## Exercise description
According to the forum reply about importing data with read.structure, since which version has the quoted tutorial passage on df2genind been obsolete?

## Given passage
%%
[adegenet-forum] problem to import data with read.structure

Thibaut Jombart jombart at biomserv.univ-lyon1.fr
Wed Jul 23 11:16:57 CEST 2008


Hello Stéphanie,
> Dear all,
>
> My question is about the data importation and the use of 
> read.structure command.
>
> In the tutorial I read:
> "In all cases, it should be possible to store data in an individuals x 
> markers table where each element is a character string coding 2  alleles
> Such data are interpretable when all strings contain 2,4 or 6 characters."
This part was about df2genind, but it is obsolete since version 1.2-0; 
now there can be any ploidy level, so the function aims at finding the 
number of characters coding alleles according the the maximum number of 
characters and the ploidy. Anyhow, it is safer to provide the number of 
characters coding the genotypes (argument ncode) or to use a separator 
between alleles. I updated the tutorial, it should be online within a 
few hours.
%%
## Listed entries
%%
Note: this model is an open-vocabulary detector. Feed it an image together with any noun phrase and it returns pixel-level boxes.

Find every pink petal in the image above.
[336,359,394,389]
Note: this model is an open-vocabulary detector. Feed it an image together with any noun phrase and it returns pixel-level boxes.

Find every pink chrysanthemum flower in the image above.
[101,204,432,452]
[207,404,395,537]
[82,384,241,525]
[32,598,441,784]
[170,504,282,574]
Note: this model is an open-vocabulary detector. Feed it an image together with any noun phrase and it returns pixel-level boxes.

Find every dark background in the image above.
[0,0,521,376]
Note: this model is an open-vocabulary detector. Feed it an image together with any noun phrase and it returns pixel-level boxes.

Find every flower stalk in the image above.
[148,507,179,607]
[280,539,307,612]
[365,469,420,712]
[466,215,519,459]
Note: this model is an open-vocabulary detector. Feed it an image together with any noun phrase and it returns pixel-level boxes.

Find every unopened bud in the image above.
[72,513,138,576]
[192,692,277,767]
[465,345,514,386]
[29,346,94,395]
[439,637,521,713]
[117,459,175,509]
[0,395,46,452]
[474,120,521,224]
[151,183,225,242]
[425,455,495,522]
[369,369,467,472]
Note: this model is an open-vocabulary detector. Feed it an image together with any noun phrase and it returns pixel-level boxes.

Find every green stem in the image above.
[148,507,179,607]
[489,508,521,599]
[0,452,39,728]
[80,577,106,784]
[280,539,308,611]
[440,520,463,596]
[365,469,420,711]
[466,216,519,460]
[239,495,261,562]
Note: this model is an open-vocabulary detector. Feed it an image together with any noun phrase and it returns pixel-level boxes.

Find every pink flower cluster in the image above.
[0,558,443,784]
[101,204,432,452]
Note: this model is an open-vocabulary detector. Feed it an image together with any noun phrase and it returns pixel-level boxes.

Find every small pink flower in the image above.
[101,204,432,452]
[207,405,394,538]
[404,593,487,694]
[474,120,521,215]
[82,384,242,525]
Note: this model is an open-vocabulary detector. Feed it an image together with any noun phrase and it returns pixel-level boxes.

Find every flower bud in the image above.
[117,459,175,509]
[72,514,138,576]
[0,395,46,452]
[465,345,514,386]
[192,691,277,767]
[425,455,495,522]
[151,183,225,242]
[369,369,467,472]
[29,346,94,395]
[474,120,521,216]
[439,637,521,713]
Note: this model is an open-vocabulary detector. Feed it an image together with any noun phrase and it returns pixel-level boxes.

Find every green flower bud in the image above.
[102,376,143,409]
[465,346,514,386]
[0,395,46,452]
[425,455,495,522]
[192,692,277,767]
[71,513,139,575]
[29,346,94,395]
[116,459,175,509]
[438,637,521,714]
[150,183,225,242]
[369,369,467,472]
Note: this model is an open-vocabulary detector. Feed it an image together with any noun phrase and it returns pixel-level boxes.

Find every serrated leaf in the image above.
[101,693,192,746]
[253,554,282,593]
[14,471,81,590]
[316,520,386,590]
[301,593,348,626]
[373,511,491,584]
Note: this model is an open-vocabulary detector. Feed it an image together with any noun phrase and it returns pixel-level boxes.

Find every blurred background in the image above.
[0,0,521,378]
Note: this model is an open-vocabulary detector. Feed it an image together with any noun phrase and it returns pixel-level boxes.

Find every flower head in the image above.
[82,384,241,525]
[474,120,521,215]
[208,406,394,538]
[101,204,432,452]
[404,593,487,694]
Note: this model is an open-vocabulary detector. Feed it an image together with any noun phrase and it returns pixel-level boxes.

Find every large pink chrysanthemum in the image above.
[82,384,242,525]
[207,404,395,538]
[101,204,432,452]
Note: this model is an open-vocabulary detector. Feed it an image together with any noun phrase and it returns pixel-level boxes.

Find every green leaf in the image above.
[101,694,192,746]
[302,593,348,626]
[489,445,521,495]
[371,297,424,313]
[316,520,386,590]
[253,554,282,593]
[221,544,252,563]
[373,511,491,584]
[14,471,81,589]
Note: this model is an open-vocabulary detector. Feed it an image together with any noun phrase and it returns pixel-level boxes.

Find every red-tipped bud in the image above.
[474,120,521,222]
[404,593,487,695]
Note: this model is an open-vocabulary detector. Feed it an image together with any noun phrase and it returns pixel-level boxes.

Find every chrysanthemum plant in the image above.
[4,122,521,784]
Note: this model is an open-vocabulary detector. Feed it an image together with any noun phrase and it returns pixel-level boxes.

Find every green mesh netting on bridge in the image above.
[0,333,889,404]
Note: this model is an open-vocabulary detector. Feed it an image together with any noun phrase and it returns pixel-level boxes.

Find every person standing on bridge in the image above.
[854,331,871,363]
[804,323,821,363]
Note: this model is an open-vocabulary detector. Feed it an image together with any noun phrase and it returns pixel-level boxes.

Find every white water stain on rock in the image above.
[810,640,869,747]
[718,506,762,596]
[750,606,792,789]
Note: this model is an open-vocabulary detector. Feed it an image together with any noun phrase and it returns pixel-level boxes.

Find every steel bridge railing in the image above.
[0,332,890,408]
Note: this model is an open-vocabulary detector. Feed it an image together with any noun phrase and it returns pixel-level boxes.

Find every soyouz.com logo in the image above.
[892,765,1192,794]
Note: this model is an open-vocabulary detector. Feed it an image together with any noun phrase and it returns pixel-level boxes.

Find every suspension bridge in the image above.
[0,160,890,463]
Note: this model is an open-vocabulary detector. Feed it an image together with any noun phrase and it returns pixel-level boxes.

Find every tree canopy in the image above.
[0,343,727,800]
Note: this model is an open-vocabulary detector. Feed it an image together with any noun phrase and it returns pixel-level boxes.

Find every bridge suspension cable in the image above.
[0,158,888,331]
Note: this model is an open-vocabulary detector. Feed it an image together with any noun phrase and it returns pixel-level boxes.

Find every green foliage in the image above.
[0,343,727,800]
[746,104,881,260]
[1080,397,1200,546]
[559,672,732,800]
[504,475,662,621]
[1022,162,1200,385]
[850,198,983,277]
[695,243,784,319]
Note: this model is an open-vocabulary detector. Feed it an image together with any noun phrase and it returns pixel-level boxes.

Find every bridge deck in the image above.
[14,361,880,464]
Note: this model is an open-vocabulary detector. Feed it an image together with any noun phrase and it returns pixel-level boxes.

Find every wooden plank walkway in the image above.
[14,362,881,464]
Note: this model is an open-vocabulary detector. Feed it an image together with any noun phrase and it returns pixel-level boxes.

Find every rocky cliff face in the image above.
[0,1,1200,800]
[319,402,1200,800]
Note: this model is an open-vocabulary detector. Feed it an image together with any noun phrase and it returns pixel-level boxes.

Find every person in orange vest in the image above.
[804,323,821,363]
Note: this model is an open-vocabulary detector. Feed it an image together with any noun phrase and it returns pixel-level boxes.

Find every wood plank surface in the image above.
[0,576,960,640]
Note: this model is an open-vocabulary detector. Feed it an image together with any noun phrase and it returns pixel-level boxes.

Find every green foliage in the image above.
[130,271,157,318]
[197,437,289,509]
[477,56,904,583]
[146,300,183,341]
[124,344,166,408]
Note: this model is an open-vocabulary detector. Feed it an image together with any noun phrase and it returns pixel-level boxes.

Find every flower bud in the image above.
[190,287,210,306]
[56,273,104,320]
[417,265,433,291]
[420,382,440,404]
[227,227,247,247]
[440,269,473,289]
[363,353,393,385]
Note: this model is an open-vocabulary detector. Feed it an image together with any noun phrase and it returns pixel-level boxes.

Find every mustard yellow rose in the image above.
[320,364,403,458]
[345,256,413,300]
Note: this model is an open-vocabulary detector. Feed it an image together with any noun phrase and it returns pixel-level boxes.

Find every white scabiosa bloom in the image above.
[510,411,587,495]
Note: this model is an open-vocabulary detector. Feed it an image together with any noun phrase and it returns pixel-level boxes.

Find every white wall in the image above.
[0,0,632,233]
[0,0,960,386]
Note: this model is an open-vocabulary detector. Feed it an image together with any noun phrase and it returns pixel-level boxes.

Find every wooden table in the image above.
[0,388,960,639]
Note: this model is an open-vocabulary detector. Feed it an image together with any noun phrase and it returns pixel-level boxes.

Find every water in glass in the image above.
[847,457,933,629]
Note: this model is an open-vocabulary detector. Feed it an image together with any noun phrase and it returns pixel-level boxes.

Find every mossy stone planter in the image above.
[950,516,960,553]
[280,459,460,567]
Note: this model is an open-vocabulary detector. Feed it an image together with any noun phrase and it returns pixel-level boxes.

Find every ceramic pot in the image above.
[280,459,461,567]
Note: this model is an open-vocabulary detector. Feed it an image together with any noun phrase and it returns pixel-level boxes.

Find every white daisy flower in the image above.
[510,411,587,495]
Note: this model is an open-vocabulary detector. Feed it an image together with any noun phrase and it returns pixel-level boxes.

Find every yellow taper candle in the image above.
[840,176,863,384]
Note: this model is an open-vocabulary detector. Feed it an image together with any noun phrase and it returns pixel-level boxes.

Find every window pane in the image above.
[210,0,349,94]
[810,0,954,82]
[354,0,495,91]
%%
## Solved problem
Since version 1.2-0.